(begin)

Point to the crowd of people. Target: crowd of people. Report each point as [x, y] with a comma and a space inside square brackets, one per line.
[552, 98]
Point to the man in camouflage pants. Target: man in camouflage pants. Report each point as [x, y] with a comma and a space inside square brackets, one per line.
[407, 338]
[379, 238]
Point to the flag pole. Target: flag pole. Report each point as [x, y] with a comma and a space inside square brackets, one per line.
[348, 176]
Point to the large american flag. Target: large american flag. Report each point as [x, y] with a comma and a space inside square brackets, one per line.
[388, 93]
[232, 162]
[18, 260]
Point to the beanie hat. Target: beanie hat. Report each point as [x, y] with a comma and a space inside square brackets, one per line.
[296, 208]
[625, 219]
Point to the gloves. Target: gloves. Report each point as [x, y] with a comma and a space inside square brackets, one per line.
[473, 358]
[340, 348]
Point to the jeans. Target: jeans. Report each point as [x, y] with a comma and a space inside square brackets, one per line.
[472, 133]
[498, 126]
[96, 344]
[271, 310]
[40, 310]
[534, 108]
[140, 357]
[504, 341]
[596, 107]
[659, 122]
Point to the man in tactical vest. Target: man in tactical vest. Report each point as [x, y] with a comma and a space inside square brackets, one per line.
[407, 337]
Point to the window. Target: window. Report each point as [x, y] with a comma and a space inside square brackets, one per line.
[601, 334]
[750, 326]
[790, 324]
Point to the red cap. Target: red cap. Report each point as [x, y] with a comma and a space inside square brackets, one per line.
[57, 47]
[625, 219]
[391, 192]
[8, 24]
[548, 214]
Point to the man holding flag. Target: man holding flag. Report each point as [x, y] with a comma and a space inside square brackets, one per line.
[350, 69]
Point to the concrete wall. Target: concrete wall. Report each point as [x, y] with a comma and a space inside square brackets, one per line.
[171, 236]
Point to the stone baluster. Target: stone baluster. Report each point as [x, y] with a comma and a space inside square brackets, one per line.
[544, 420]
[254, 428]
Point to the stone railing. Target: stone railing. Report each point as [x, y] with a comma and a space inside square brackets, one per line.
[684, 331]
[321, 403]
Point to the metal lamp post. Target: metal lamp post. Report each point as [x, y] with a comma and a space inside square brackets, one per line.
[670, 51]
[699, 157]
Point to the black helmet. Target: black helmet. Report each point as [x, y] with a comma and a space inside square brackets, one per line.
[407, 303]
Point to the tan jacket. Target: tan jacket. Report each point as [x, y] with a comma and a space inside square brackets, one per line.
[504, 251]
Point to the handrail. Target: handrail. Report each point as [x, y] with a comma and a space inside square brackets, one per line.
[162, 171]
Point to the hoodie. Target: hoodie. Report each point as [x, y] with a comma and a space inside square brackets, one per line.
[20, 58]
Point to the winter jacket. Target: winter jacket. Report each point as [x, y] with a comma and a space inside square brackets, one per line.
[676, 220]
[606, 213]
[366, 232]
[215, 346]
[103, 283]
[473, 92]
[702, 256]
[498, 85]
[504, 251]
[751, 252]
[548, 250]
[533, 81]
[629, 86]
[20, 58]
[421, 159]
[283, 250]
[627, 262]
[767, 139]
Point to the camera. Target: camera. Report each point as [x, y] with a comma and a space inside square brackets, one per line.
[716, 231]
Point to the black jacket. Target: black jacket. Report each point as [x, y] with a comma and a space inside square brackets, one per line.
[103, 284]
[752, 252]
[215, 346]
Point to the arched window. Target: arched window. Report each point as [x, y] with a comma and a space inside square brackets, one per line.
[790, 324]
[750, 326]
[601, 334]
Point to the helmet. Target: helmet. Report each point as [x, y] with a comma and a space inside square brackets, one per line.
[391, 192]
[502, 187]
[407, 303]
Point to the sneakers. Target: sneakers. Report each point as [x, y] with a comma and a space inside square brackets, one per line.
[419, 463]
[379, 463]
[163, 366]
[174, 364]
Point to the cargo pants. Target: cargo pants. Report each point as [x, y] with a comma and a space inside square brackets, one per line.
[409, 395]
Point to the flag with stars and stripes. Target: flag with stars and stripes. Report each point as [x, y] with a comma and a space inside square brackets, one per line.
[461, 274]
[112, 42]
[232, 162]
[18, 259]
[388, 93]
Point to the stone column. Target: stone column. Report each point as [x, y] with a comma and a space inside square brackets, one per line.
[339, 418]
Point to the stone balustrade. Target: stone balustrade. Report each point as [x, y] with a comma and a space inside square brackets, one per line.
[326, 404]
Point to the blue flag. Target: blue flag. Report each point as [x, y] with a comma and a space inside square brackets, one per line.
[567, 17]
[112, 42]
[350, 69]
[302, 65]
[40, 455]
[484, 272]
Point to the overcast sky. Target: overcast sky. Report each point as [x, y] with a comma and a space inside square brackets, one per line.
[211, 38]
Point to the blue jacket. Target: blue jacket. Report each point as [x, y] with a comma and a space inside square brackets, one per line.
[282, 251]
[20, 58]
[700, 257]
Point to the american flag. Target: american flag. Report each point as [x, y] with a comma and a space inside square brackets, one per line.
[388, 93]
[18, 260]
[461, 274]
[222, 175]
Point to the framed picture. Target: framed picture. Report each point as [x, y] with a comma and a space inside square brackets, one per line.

(end)

### TO DO
Print all of the entries exactly as they are written.

### WORKED ANSWER
Point to the crowd of people. Target: crowd of people. Report each point as [x, y] with a comma and a space inside square brackets, one per line.
[552, 98]
Point to the man in camouflage pants. Target: man in camouflage pants. Report each point as [x, y] with a comma and a space inside square brackets, one per line.
[407, 338]
[379, 238]
Point to the flag pole. Target: flag pole. Report each point as [x, y] with a comma and a space inside square brackets, one per line.
[348, 176]
Point to the large american flag. Target: large american flag. Report each point as [x, y] with a comma and a space inside square brackets, one per line.
[388, 93]
[232, 162]
[18, 260]
Point to the beanie hat. Target: beanie hat. Report each point as [x, y] with a comma and a space inside square brackets, one per line.
[296, 208]
[625, 219]
Point to the gloves. Target: gloves. Report each point as [x, y] with a comma and a space inside square brackets, one per line.
[473, 358]
[340, 348]
Point to the jeans. Target: jeans. Report each point as [x, y] with a comma and a space inside square brackets, one per line.
[472, 133]
[498, 126]
[96, 344]
[271, 310]
[40, 310]
[534, 108]
[140, 357]
[504, 341]
[596, 107]
[659, 122]
Point to the man in tactical vest. Target: man in tactical vest. Report each point as [x, y] with a comma and a space inside square brackets, one per line.
[407, 337]
Point to the window. Target: window. Report each point as [x, y] with a comma and a space inside square brackets, one per line.
[601, 334]
[750, 326]
[790, 324]
Point to the red cap. Target: red cap. Report each point as [x, y] with a comma and a space inside square brackets, one per line.
[57, 47]
[625, 219]
[391, 192]
[8, 24]
[548, 214]
Point to the man holding flag. Target: man holding flag. Report each point as [x, y] with a comma and a space inside square brackets, one per line.
[350, 69]
Point to the concrete wall. Target: concrete wall. Report each point as [x, y] with a comma and a space inside square brackets, one per line.
[171, 236]
Point to the stone baluster. Target: stone baluster. Report each point as [x, y] with a comma and a space inside square brackets, one per line.
[544, 420]
[254, 428]
Point to the stone railing. Target: stone railing. Report each point as [x, y] with a comma and a space inside square brackets, one per line.
[684, 331]
[321, 403]
Point to the metal lamp post. Target: metal lamp post. Report each point as [x, y] with a comma and a space inside square brackets, one per line.
[670, 51]
[699, 157]
Point to the black helmet. Target: black helmet. Report each point as [x, y] with a comma and a space inside square brackets, one per line.
[407, 303]
Point to the tan jacket. Target: tan jacket. Report each point as [x, y] with a comma and a space inside square brackets, one per line.
[504, 251]
Point to the handrail. Target: handrail. Report each point as [x, y] with a comma and a space inside square brackets, one per line.
[162, 171]
Point to the hoodie. Target: hoodie. Report each point as [x, y] with a comma and a space inside square brackets, one per line.
[20, 58]
Point to the winter jacket. Target: winter jacket. Report each point as [x, y] with a comma and a space inside square brackets, one per line.
[676, 220]
[606, 213]
[366, 232]
[215, 346]
[103, 283]
[473, 92]
[702, 256]
[498, 85]
[504, 251]
[751, 252]
[548, 250]
[533, 81]
[629, 86]
[20, 58]
[421, 159]
[283, 250]
[627, 262]
[767, 139]
Point to the camera. Target: camera. Report each point as [x, y] with a comma and a space inside square brackets, one per line.
[716, 231]
Point to the black jacket. Target: black jacket. Report each point as [x, y] with a comma and a space inside square brackets, one per line.
[103, 284]
[752, 252]
[215, 346]
Point to the arched window. Target: arched window. Report each point as [x, y] with a comma and a space inside square brackets, one per line.
[790, 324]
[750, 326]
[601, 334]
Point to the helmet. Target: helmet. Report each point as [x, y] with a comma and a space inside square brackets, one per line.
[391, 192]
[502, 187]
[407, 303]
Point to the sneakers. Target: sneakers. Report each point as [x, y] with a comma and a space inside square brackets, one per line.
[419, 463]
[379, 463]
[163, 366]
[174, 364]
Point to the cargo pants. Target: cargo pants. Report each point as [x, y] with a comma and a space inside square brackets, one per line.
[409, 395]
Point to the flag with stars and stripes. Target: flag with stars and stripes. Report each point as [x, y] with a comma and a space inside square brackets, one per line.
[461, 274]
[112, 42]
[232, 162]
[18, 259]
[388, 93]
Point to the stone column. Target: stone column. Report each point as [x, y] with a comma and a space inside square brackets, one per line.
[339, 418]
Point to the stone balustrade. Target: stone balustrade. Report each point as [x, y] with a comma and a space inside square brackets, one per line.
[326, 404]
Point to the blue flag. Target: blue flag. Report each point as [x, y] with a comma and a space inside square brackets, one per line.
[567, 17]
[112, 42]
[350, 69]
[302, 65]
[40, 455]
[484, 272]
Point to the overcast sky. Target: overcast sky. Report each point as [x, y] with a comma and a space inside square brackets, one per line.
[211, 38]
Point to the blue jacket. Target: blue jacket. Report each point as [x, y] with a comma and a space inside square brackets, one per line.
[282, 251]
[20, 58]
[700, 257]
Point to the american flag. Target: american flag. Report each point as [x, y] with a comma and a space inside square brackets, one per line.
[388, 93]
[18, 260]
[461, 274]
[222, 175]
Point to the framed picture. Target: framed picture. Report each point as [x, y] with a comma and a space inside square brackets, one per line.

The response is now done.